(Excerpts from location labeling data)
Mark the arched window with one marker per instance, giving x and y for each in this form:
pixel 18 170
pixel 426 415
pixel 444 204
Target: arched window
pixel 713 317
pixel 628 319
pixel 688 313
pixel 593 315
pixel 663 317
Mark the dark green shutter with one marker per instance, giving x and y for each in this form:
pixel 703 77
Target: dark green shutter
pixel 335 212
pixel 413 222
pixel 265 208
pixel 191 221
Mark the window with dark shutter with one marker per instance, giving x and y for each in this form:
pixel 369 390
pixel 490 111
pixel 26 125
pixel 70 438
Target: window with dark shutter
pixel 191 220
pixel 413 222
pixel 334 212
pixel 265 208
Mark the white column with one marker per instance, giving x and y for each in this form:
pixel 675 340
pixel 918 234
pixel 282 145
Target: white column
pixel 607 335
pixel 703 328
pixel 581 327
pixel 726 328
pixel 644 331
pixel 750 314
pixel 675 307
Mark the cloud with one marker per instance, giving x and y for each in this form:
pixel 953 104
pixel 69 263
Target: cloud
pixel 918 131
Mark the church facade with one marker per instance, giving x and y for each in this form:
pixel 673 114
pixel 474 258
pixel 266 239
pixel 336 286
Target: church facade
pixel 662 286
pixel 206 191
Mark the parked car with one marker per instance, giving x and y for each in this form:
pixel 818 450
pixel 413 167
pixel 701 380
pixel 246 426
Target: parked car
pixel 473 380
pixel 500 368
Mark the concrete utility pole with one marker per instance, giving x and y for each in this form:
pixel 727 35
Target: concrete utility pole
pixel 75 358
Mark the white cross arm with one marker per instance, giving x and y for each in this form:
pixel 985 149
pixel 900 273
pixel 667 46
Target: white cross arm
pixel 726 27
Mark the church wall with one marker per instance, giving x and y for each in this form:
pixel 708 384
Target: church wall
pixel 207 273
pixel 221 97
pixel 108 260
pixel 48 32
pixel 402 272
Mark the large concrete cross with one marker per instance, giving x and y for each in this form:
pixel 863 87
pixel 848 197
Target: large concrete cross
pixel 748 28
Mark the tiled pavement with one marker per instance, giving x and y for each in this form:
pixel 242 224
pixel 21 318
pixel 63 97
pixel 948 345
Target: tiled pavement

* [AIM OF THE EXERCISE]: Reproduce every entry above word for word, keeping each line and coordinate in its original order.

* [RIGHT ANSWER]:
Mark the arched window with one marker per instance, giving x and y for each in this form:
pixel 18 170
pixel 426 415
pixel 444 204
Target: arched window
pixel 713 317
pixel 628 319
pixel 688 313
pixel 593 315
pixel 663 317
Mark the dark green shutter with one marker per instance, giving x and y for each in this form:
pixel 703 77
Target: dark green shutter
pixel 335 212
pixel 413 222
pixel 265 208
pixel 191 221
Mark the window with dark shutter with one marker per instance, giving x and y for each in this form:
pixel 369 390
pixel 490 111
pixel 26 125
pixel 70 438
Target: window with dark shutter
pixel 191 220
pixel 413 222
pixel 334 212
pixel 265 208
Mark the white column with one marker per instance, giving x and y for each in this form:
pixel 675 340
pixel 918 234
pixel 282 145
Target: white column
pixel 607 335
pixel 703 328
pixel 581 327
pixel 726 328
pixel 644 331
pixel 750 314
pixel 675 307
Mark the cloud with one marker per instance, giving x and y for each in this form:
pixel 953 104
pixel 69 263
Target: cloud
pixel 918 131
Mark the church facade with one marker per instance, giving x and y for each in this form:
pixel 673 114
pixel 474 258
pixel 266 239
pixel 336 286
Target: church facade
pixel 662 286
pixel 206 191
Mark the parked car with one marker per instance, giving x and y for each in this form:
pixel 818 450
pixel 413 167
pixel 701 380
pixel 246 426
Target: parked car
pixel 473 380
pixel 500 368
Mark the concrete utility pole with one marker per instance, giving x and y for each in this form:
pixel 727 35
Target: concrete utility pole
pixel 75 358
Mark the white cross arm with one marker per instance, giving x and y for each in this form:
pixel 985 149
pixel 900 273
pixel 667 46
Target: white cross arm
pixel 726 27
Mark the church wall with one marker per instance, giving x and y for each in this form:
pixel 708 384
Target: church wall
pixel 207 273
pixel 221 97
pixel 108 260
pixel 48 32
pixel 402 272
Mark the large concrete cross with one marker per instance, giving x and y for each in this form:
pixel 863 87
pixel 848 197
Target: large concrete cross
pixel 748 28
Mark the tiled pavement with one marker per instance, giving x and y for each in this form:
pixel 242 224
pixel 21 318
pixel 63 97
pixel 948 345
Target: tiled pavement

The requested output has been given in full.